* Passage to read *
***
Is there an algorithm to merge this kind of list?
I have a list like this:
a a . a b . . a a . a . c . a .
or in list format
[['a', 'a', '.', 'a'], ['b', '.', '.', 'a'], ['a', '.', 'a', '.'], ['c', '.', 'a', '.']]
and I want to merge it into [['a','b','c'],['a'],['a'],['a']], or
a,b,c a a a
so that when two consecutive rows share the same letter at any of the four columns, their elements will be merged non-redundantly. I can do it by pairwise comparisons, but wonder if there are formal algorithms to do this?
You didn't specify the language but you can create a HashMap / HashTable for each column and populate it with the column values. (Your key and value will be the same thing.) Populating a HashMap means you cannot have duplicate keys so you will end uo with a list of unique values in each collection. Then pull out the values from each hashMap into an array, or arrays. If the periods in your sample data are actually periods you will have to ignore them as you loop through the array otherwise you will get them as output.
Take a look at Python dictionaries.
the pseudo code for this solution (Python will look similar ;-)
- Create a list of dictionaries (list length = # of columns)
- Loop over columns
- Loop over rows
- Insert data into appropriate dictionary *
- Loop over list of dictionaries
- Loop over dictionary values
- Create new set of arrays with unique values
***
* Given problem 1 *
Can you duplicate the stretch of the list-merging thread from "or in list format" through "to do this?"?
The list-merging thread and the listing after it are unrelated material.
***
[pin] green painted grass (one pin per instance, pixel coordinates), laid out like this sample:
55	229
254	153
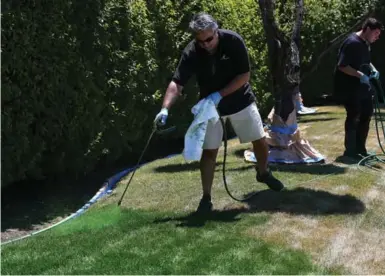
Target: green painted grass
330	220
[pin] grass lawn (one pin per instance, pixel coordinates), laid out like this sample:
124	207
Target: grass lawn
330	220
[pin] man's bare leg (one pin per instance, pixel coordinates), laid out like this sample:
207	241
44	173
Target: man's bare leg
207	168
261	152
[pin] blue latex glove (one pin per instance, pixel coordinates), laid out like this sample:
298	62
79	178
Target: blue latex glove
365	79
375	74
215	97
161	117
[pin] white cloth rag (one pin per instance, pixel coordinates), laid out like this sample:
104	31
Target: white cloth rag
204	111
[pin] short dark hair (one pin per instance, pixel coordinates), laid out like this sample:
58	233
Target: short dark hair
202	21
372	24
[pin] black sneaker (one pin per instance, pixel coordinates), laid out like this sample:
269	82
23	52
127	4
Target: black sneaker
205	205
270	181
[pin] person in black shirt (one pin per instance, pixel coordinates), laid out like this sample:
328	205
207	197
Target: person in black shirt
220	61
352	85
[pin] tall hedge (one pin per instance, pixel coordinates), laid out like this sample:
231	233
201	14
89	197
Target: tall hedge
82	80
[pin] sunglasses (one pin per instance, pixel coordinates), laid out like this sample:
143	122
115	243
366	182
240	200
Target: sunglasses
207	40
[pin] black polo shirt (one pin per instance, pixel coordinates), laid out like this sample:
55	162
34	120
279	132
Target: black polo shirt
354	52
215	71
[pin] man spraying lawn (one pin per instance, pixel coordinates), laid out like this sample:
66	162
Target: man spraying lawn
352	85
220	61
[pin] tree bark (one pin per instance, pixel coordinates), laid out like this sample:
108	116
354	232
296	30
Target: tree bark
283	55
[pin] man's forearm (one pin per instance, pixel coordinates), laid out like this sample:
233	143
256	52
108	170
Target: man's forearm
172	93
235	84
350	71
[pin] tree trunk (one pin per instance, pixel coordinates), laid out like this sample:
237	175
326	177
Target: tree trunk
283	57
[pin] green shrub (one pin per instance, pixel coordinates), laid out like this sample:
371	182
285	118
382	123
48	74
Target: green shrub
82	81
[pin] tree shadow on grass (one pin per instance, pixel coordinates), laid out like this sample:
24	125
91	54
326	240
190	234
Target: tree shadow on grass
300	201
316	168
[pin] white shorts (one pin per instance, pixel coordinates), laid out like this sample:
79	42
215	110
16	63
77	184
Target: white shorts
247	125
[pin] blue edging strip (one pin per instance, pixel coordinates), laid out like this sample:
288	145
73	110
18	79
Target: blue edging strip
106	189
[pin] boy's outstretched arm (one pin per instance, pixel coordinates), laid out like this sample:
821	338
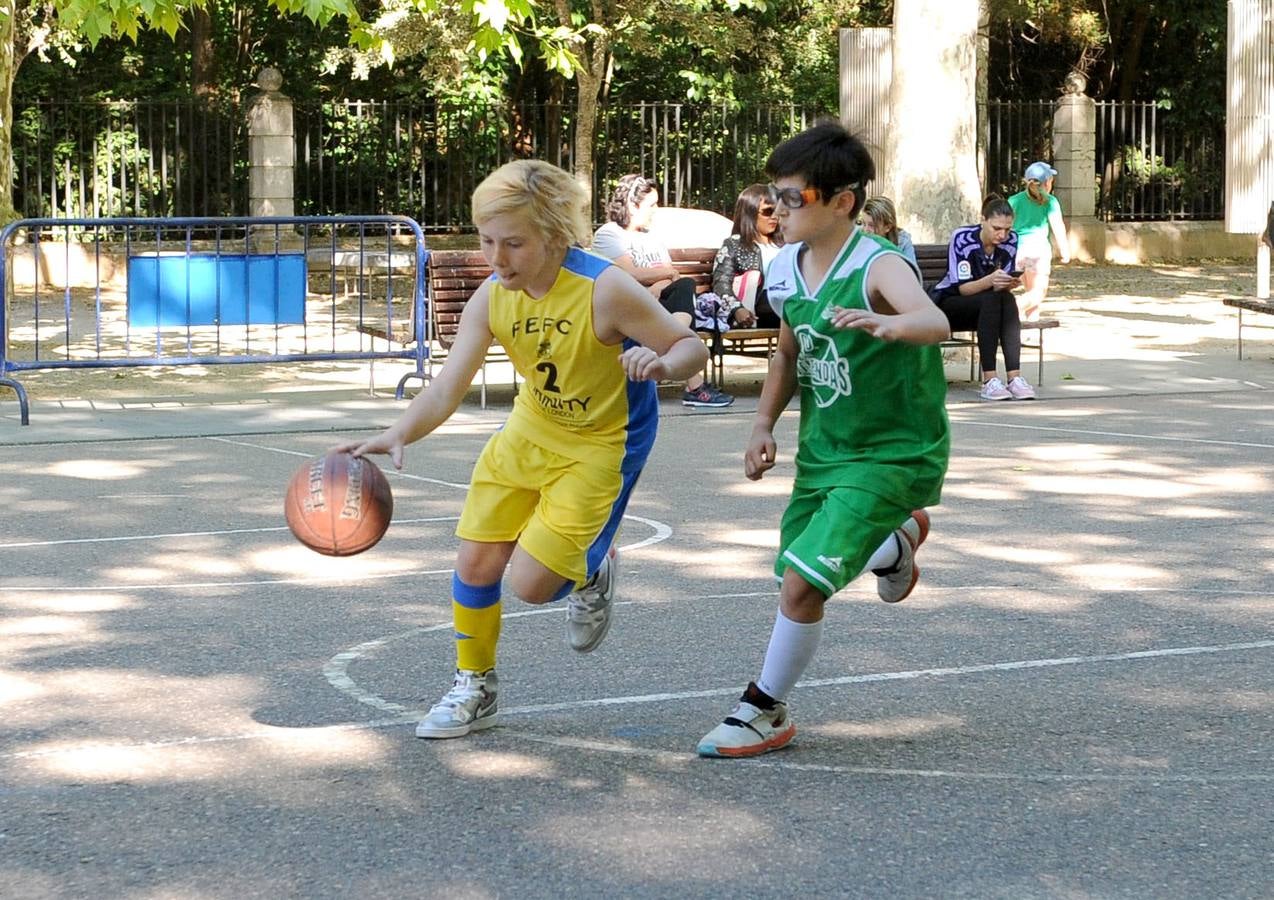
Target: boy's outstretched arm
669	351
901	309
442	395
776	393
***
* Given problem 2 *
How many lines of the listing contain the string "dark"? Reply with the number alone.

* Task output 1 *
or in list format
[['a', 'a', '.', 'a'], ['b', '.', '.', 'a'], ['a', '.', 'a', '.'], ['c', '.', 'a', '.']]
and I want to merge it into [['a','b','c'],['a'],['a'],['a']], or
a,b,c a a a
so that when two consecutive rows share the same letter at any of the four columns, their elements will be merged non-redundantly. I can do it by pairwise comparisons, but wonder if there are formal algorithms to do this?

* Task output 2 *
2